**Quoted text**
The first influential scientific model of human memory was proposed by Richard Atkinson and Richard Shiffrin in 1968. Their Multi-Store Memory Model (sometimes called the Modal Model) describes memory as a sequence of three distinct stores — sensory memory, short-term memory, and long-term memory — through which information flows in stages. Each store differs in its capacity, duration, and the form in which information is encoded.

Sensory Memory

Sensory memory is the first and most fleeting stage. It holds a nearly complete snapshot of sensory experience for a very brief period — less than half a second for visual information (called iconic memory) and about 3–4 seconds for auditory information (called echoic memory). Sensory memory acts as a buffer: it holds a rich perceptual record long enough for selective attention to extract the most relevant information and pass it forward. Everything else decays immediately without further processing. George Sperling's classic 1960 experiments demonstrated that iconic memory holds far more information than people can report — participants could recall any row of a briefly flashed letter grid when cued immediately, showing that the full grid was briefly available even though the whole could not be reported before decay.

**Data rows**
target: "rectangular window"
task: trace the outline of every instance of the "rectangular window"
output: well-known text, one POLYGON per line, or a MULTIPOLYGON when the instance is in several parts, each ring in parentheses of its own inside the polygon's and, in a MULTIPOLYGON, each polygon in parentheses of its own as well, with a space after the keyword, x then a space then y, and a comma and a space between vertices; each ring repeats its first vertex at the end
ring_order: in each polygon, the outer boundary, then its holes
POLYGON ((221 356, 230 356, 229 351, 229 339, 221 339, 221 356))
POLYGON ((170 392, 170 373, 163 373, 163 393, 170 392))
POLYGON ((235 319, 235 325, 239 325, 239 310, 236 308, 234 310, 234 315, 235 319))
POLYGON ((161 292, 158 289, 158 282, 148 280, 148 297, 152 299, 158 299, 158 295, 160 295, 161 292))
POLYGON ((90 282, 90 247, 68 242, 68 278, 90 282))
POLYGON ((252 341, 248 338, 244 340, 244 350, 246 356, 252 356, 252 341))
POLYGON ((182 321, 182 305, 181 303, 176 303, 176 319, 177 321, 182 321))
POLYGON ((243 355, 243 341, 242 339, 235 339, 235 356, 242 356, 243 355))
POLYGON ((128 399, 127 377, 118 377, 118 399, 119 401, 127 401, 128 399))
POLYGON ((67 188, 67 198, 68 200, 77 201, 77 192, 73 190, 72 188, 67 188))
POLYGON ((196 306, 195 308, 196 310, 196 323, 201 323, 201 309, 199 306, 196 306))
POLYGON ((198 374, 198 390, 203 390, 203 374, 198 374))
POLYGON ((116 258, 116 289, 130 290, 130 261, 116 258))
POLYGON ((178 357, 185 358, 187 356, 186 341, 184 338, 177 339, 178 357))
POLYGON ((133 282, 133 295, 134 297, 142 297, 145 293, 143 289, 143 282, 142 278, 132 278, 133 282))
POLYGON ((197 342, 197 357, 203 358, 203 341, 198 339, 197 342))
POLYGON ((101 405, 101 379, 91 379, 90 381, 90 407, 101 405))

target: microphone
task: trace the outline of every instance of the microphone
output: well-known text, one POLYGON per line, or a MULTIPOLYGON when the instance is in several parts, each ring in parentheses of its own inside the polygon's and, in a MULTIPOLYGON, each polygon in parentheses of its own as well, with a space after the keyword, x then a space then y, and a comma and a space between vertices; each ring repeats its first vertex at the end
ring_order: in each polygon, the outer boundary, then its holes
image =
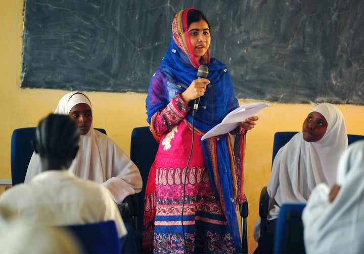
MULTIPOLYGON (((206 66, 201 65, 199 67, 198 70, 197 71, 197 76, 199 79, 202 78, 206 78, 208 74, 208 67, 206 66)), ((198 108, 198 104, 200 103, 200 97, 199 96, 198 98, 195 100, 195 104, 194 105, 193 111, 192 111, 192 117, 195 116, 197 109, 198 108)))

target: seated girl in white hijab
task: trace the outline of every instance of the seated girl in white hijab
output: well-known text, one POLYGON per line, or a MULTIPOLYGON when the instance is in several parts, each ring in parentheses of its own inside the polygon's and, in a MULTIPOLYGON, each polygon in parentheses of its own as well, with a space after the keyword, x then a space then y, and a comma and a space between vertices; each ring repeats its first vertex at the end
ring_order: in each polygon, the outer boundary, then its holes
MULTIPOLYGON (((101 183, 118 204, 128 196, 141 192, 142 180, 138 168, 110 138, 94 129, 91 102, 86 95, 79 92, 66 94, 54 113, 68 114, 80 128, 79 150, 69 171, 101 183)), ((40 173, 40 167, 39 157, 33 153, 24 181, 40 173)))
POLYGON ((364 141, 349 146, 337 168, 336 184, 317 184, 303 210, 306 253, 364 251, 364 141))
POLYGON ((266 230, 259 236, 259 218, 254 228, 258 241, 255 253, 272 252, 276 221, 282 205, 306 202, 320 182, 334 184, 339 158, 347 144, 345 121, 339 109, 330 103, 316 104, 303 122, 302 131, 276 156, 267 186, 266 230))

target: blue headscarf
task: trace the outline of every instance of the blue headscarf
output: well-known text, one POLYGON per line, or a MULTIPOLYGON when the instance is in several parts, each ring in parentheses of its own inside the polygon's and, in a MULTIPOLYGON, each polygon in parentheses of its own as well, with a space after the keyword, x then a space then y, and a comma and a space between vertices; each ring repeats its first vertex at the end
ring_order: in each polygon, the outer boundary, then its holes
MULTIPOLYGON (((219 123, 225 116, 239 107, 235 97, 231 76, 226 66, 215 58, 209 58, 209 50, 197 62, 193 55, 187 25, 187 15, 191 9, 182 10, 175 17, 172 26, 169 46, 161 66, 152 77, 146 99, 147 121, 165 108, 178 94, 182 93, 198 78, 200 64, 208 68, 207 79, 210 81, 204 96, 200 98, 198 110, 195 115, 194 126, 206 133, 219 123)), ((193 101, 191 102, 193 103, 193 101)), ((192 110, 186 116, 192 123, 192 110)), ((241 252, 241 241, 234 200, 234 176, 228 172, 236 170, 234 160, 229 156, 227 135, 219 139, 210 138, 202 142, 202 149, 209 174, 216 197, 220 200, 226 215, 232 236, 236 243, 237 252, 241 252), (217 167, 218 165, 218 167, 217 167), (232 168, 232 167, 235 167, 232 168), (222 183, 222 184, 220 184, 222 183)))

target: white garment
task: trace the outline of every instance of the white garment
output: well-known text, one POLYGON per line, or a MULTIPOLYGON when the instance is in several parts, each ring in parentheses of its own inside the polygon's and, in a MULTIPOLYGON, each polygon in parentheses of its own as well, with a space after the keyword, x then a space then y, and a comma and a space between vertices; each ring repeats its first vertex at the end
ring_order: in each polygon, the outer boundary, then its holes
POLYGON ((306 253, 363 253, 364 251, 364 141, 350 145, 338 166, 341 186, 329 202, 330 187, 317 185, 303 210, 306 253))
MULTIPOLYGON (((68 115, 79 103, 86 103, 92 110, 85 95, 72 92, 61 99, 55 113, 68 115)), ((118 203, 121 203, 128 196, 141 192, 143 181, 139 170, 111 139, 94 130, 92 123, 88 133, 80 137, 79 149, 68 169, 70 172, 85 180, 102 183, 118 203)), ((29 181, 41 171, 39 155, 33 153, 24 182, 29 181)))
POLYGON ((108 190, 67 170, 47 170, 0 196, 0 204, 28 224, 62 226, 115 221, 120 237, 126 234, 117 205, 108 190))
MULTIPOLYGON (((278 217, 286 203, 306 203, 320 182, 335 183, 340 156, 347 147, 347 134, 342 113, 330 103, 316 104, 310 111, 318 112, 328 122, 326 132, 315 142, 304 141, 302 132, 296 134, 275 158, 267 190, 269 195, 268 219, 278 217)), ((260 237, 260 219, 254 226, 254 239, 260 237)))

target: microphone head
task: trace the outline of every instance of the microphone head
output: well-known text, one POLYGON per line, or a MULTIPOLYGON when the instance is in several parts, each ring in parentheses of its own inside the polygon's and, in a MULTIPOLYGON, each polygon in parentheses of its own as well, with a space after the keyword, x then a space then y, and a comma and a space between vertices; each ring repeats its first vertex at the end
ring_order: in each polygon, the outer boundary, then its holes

**Problem set**
1. What three stores does the passage on the Multi-Store Memory Model list?
2. According to the passage on the Multi-Store Memory Model, how long does echoic memory hold auditory information?

**Completed exercise**
1. Sensory memory, short-term memory, and long-term memory.

2. About 3–4 seconds.